◆ DOCUMENT TEXT
------------------------------
Friday 15 August 2008

Pocket monster




This guy's physical and vocal resemblance to an android is, truly, remarkable. But his product seems to rock.


So I saw this yesterday.

I've had a three year old old-for-2005-got-it-cheap mobile phone that I have felt no need to upgrade because it's basic and simple, and doesn't try to pretend to look like a computer, like the current crop of mobile phones do, without doing much, if anything, else. They're trying to chase iPhone's arse, but they've just gotten wider and bigger and have more flashing colours and mimic the physical appearance of the iPhone, but basically all they do is transmit voice and short text information.

So far, my reluctance to hook up to an iPhone subscription is twofold: I am living rootlessly at the moment, and currently you have to subscribe for some lengthy period of time to a particular server, and this just doesn't rhyme with the way I live. And secondly, it's not cheap. I hardly ever use my mobile phone. But I use the internet constantly, and I spend hours every day on my laptop. And that's what the iPhone is talking about.

Ultimately, the iPhone is a small device, which is what is great about it, and also its limitation. I can't edit movies on an iPhone, I can't record songs, it's not really feasible to pore over a tiny screen to write anything for much time, without getting a headache. So it is what it is, and its scope as a work tool is limited. But in terms of a constant internet companion, now THAT is something I can understand. Maybe it'll mean I'll get out more!

Whether I get an iPhone, however, despite my affection for the Mac OS, is moot. Check this out: a Linux/Google version of iPhone is on the way by the end of this year, the Android platform, which, if you look at the video at the top of this post, seems to be really drawing together the various google applications into an open platform pocket internet device. I'm excited to find out how they release it.
------------------------------
Bounding box annotations for photos:

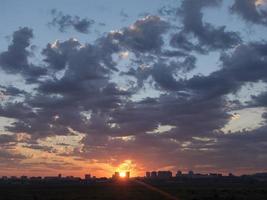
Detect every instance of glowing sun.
[119,172,126,178]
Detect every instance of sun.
[119,172,126,178]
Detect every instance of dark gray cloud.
[188,42,267,98]
[49,9,95,33]
[112,16,169,54]
[0,27,46,82]
[231,0,267,26]
[0,5,267,175]
[171,0,241,52]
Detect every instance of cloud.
[49,9,95,33]
[171,0,242,52]
[0,27,46,82]
[231,0,267,26]
[112,16,169,53]
[0,7,267,175]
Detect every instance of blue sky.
[0,0,267,175]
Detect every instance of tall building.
[158,171,172,179]
[150,171,158,178]
[176,170,183,177]
[125,172,130,179]
[84,174,91,180]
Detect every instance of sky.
[0,0,267,177]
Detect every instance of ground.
[0,181,267,200]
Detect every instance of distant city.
[0,171,267,184]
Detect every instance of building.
[188,170,194,176]
[125,172,130,179]
[150,171,158,178]
[84,174,91,180]
[176,170,183,177]
[112,172,120,179]
[158,171,172,179]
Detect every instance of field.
[0,181,267,200]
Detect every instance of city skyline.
[0,0,267,177]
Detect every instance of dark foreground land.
[0,177,267,200]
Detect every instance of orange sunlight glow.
[119,172,126,178]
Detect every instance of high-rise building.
[176,170,183,177]
[84,174,91,180]
[158,171,172,179]
[150,171,158,178]
[125,172,130,179]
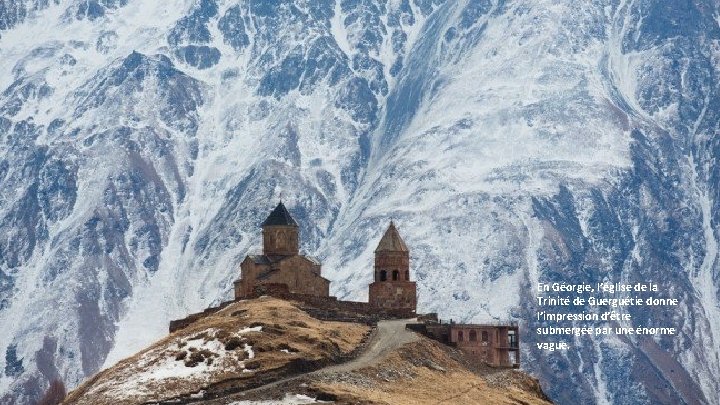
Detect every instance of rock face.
[0,0,720,404]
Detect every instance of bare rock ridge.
[63,297,550,405]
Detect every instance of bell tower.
[261,201,300,256]
[369,221,417,313]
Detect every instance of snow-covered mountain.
[0,0,720,404]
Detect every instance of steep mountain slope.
[63,297,550,405]
[0,0,720,404]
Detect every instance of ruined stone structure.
[408,320,520,368]
[235,202,330,299]
[449,323,520,367]
[369,221,417,313]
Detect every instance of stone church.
[235,202,417,314]
[235,202,330,299]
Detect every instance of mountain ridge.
[0,0,720,404]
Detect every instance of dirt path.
[198,319,419,405]
[320,319,418,374]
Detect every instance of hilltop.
[63,297,550,405]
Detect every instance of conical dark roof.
[375,221,408,252]
[261,201,298,227]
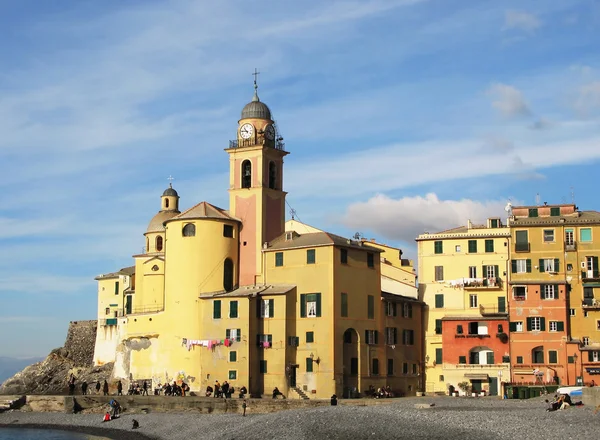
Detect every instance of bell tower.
[225,71,288,286]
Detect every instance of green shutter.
[300,293,306,318]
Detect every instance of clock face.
[240,124,254,139]
[265,125,275,141]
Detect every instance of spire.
[252,68,260,102]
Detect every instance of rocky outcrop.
[0,321,113,395]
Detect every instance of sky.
[0,0,600,357]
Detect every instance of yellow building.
[96,79,422,398]
[416,218,510,394]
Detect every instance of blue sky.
[0,0,600,356]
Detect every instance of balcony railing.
[479,304,508,316]
[515,243,529,252]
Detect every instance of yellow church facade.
[94,79,423,398]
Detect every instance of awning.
[465,373,489,380]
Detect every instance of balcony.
[515,243,530,252]
[479,304,508,316]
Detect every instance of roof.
[199,284,296,299]
[146,209,179,234]
[94,266,135,280]
[169,202,240,222]
[265,231,383,253]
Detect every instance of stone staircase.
[290,387,310,400]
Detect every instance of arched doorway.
[343,328,360,397]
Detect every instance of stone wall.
[63,320,98,367]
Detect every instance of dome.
[146,210,179,234]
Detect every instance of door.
[490,377,498,396]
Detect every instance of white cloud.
[341,193,507,242]
[487,83,531,117]
[504,10,542,32]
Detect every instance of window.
[402,303,412,318]
[402,330,415,345]
[469,240,477,254]
[223,225,233,238]
[223,258,233,292]
[513,286,527,301]
[469,295,477,309]
[579,228,592,243]
[225,328,242,342]
[367,295,375,319]
[269,161,277,189]
[306,358,313,373]
[435,266,444,281]
[242,160,252,188]
[229,301,238,318]
[371,358,379,376]
[342,293,348,318]
[542,284,557,299]
[544,229,554,243]
[258,299,275,318]
[181,223,196,237]
[385,327,398,345]
[531,347,544,364]
[213,299,221,319]
[365,330,378,345]
[300,293,321,318]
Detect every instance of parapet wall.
[64,320,98,367]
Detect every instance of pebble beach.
[0,397,600,440]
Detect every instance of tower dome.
[242,76,271,119]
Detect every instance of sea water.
[0,428,109,440]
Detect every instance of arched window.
[242,160,252,188]
[223,258,233,292]
[182,223,196,237]
[269,162,277,189]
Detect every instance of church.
[94,81,424,399]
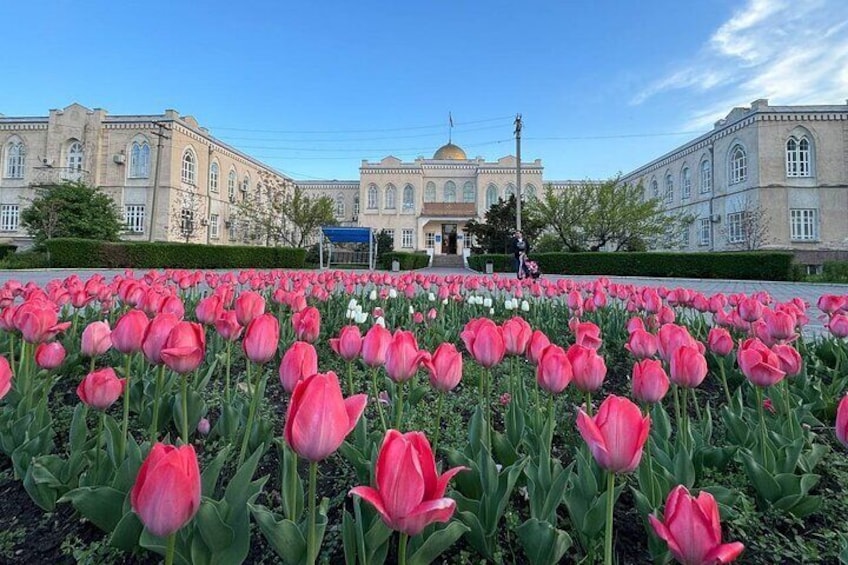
------------------------------
◆ DIRECTIVE A
Restate the blog post on mobile phones word for word, from start to finish.
◆ DIRECTIVE B
Quote the lines of the listing that begin at the line containing "Detect every instance of awning." and end after the line containing "[269,162,277,189]", including both of those lines.
The blog post and the listing are separate material, unrelated to each other.

◆ WORKED ANSWER A
Friday 15 August 2008

Pocket monster




This guy's physical and vocal resemblance to an android is, truly, remarkable. But his product seems to rock.


So I saw this yesterday.

I've had a three year old old-for-2005-got-it-cheap mobile phone that I have felt no need to upgrade because it's basic and simple, and doesn't try to pretend to look like a computer, like the current crop of mobile phones do, without doing much, if anything, else. They're trying to chase iPhone's arse, but they've just gotten wider and bigger and have more flashing colours and mimic the physical appearance of the iPhone, but basically all they do is transmit voice and short text information.

So far, my reluctance to hook up to an iPhone subscription is twofold: I am living rootlessly at the moment, and currently you have to subscribe for some lengthy period of time to a particular server, and this just doesn't rhyme with the way I live. And secondly, it's not cheap. I hardly ever use my mobile phone. But I use the internet constantly, and I spend hours every day on my laptop. And that's what the iPhone is talking about.

Ultimately, the iPhone is a small device, which is what is great about it, and also its limitation. I can't edit movies on an iPhone, I can't record songs, it's not really feasible to pore over a tiny screen to write anything for much time, without getting a headache. So it is what it is, and its scope as a work tool is limited. But in terms of a constant internet companion, now THAT is something I can understand. Maybe it'll mean I'll get out more!

Whether I get an iPhone, however, despite my affection for the Mac OS, is moot. Check this out: a Linux/Google version of iPhone is on the way by the end of this year, the Android platform, which, if you look at the video at the top of this post, seems to be really drawing together the various google applications into an open platform pocket internet device. I'm excited to find out how they release it.

◆ WORKED ANSWER B
Detect every instance of awning.
[465,373,489,380]
Detect every instance of balcony.
[515,243,530,252]
[479,304,508,316]
Detect every instance of roof.
[199,284,296,299]
[146,209,179,234]
[94,266,135,280]
[169,202,240,222]
[265,231,383,253]
Detect every instance of stone staircase.
[290,387,310,400]
Detect every instance of arched doorway.
[343,328,360,397]
Detect every instance of stone wall.
[63,320,98,367]
Detect every instance of dome.
[146,210,179,234]
Detect every instance of door.
[490,377,498,396]
Detect every instance of white cloud.
[341,193,507,242]
[487,83,531,117]
[504,10,542,32]
Detect every instance of window.
[402,303,412,318]
[402,330,415,345]
[469,240,477,254]
[223,225,233,238]
[223,258,233,292]
[513,286,527,301]
[469,295,477,309]
[579,228,592,243]
[225,328,242,342]
[367,295,375,319]
[269,161,277,189]
[306,358,313,373]
[435,266,444,281]
[242,160,252,188]
[229,301,238,318]
[371,358,379,376]
[342,293,348,318]
[542,284,557,299]
[544,229,554,243]
[258,299,275,318]
[181,223,196,237]
[385,327,398,345]
[531,347,544,364]
[213,299,221,319]
[365,330,378,345]
[300,293,321,318]
Detect every instance of parapet wall.
[64,320,98,367]
Detect every instance of pebble beach.
[0,397,600,440]
Detect every instance of tower dome.
[242,76,271,119]
Detect every instance of sea water.
[0,428,109,440]
Detect every instance of arched window.
[242,160,252,188]
[223,258,233,292]
[182,223,196,237]
[269,162,277,189]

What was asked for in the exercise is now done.